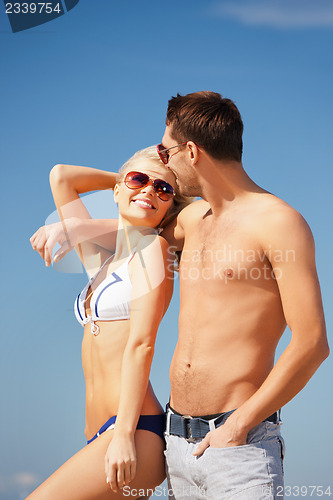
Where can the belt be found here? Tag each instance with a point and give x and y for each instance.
(192, 428)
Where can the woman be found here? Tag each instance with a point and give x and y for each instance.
(121, 308)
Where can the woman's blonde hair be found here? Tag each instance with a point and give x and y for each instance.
(150, 155)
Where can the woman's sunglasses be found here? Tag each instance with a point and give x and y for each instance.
(163, 152)
(139, 180)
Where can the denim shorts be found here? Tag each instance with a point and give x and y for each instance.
(252, 471)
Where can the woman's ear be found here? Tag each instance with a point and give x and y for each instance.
(116, 193)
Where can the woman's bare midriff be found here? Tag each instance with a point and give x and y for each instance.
(102, 362)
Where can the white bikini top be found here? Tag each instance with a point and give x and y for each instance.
(110, 301)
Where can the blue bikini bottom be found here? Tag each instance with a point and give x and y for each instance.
(152, 423)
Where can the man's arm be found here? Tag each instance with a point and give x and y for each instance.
(286, 234)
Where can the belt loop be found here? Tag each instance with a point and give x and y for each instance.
(167, 427)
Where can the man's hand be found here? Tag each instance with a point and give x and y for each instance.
(120, 462)
(45, 238)
(223, 437)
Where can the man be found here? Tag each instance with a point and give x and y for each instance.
(247, 270)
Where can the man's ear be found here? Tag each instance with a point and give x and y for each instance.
(193, 152)
(116, 193)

__________

Retype the entries verbatim and drop the pictures.

◆ Reply:
Where can the belt be found here? Tag each instance with a point and give x and y for each instance.
(192, 428)
Where can the woman be found here? Tag each instance with a point and give x and y for each instance.
(121, 308)
Where can the woman's blonde hair be found here? Tag each instance with a point and give x and y for each instance.
(150, 155)
Where can the woman's sunglasses be found here? Tag each instance with a point and give x and y for each instance.
(163, 152)
(139, 180)
Where can the denim shorts be found here? Tag each instance with a point and give x and y for each instance.
(252, 471)
Where can the woman's ear be found here? Tag each instance with a point and give x and y for each instance.
(116, 193)
Where can the woman's bare midriff be found here? Tag each instance with a point and give x and y for each instance.
(102, 362)
Where can the white bikini top be found here? Tag each instance with a point and give x and y for each instance.
(110, 301)
Where can the blue bikini bottom be found here? Tag each instance with a point and give x and y for each instance.
(152, 423)
Where can the man's arm be found here? Tag each instance with a point and give x and y for each instance.
(286, 234)
Where can the belt loop be found here? Tag each instance with a point and give x and y for each instance.
(167, 427)
Where can the man's hand be found here? Tag each instance with a point and give x and y for each instance.
(120, 462)
(45, 238)
(223, 437)
Where can the man be found here? Tag each instance with a point and give x and y for each instance.
(247, 270)
Where can the man's ear be found here? Tag each instance with a point and give x and y for each instance.
(193, 152)
(116, 193)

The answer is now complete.